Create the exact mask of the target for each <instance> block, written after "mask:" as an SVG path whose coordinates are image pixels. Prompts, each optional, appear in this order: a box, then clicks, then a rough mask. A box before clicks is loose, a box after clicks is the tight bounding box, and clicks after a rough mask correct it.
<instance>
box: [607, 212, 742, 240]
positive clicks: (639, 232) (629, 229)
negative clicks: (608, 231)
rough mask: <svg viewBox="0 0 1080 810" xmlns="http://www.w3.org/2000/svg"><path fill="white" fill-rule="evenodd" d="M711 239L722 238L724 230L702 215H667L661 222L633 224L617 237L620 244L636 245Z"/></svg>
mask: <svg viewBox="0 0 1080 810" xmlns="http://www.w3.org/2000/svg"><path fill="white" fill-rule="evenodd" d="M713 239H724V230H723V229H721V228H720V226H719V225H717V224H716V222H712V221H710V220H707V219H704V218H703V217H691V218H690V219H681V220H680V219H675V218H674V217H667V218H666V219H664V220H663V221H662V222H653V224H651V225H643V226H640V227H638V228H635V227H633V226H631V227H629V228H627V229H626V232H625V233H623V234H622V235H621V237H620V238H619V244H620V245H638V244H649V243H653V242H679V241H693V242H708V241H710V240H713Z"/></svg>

************

→ Your assignment: The word "instance" appears on some lines of the data above; count those lines and give only the total.

→ Written reply: 2